─── Text extract

It is true that cgd_crypto.c depends on sys/crypto/adiantum now, and
transitively on sys/crypto/aes.
However, there's a problem with the cgd module having a formal
(transitive) module dependency on the aes module.
Yesterday I thought the problem with this was that fpu_kern_enter was
artificially restricted while cold -- to detect, and noisily crash
on, reentrance, it raises the IPL to IPL_VM, asserts that the IPL is
not _higher_ (so it can't be re-entered by an IPL_SCHED or IPL_HIGH
interrupt), and asserts that it's not currently in use on the current
CPU.
Early at boot, the IPL is at IPL_HIGH, and no interrupts are possible
anyway, so the assertions tripped for artificial reasons, which I
fixed in:
https://mail-index.netbsd.org/source-changes/2022/04/01/msg137840.html
However, I had forgotten that there's a deeper problem for the cgd
module dependency on aes. The ordering of events is:
1. Initialize builtin MODULE_CLASS_DRIVER modules -- including cgd.
2. Run configure -- including detecting CPUs, which on aarch64 is
where the decision of which AES (and ChaCha) implementation to use
based on supported CPU features.
3. Initialize builtin MODULE_CLASS_MISC modules -- including aes,
_if_ there are no driver-class modules that depend on it.
There's a tangle of ordering dependencies here:
- MODULE_CLASS_DRIVER modules providing _autoconf_ drivers generally
have to be initialized _before_ configure, because you need the
driver to be initialized before configure can attach its devices.

──────
─── Data block

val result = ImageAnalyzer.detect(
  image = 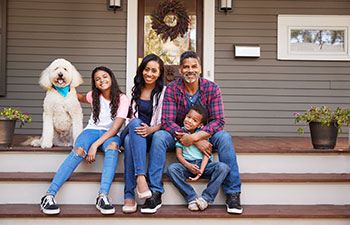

──────

Problems and tasks =
1. Return the passage of the post on cgd's module dependency on aes from "2. Run configure" up to and including "supported CPU features.", unchanged.
2. Resume the post about the cgd module's dependency on aes from the point where it stops.

Final results =
1.
2. Run configure -- including detecting CPUs, which on aarch64 is
where the decision of which AES (and ChaCha) implementation to use
based on supported CPU features.

2.
- configure must run _before_ aes is initialized because the decision
of which AES implementation to choose depends on CPU features
detected in configure, and the prospect of dynamically changing the
AES implementation is too painful to contemplate (it may change the
key schedule, so it would invalidate any existing key schedules
precomputed by callers like uvm_swap or configured cgd devices,
which raises a host of painful concurrency issues to invalidate
these cached key schedules on all CPUs in all subsystems using
them).
- cgd doesn't figure into the configure stage of autoconf, but it
nevertheless has to be MODULE_CLASS_DRIVER because specfs autoloads
MODULE_CLASS_DRIVER modules in case they provide _devsw_ drivers
(i.e., /dev nodes), as cgd does. And we don't have a mechanism for
identifying `autoconf driver modules' separately from `devsw driver
modules' because some modules provide both and each module can have
only one class.
For now, this is breaking boot on several tier I architectures so
let's nix the cgd->adiantum->aes module dependency as a stop-gap
measure.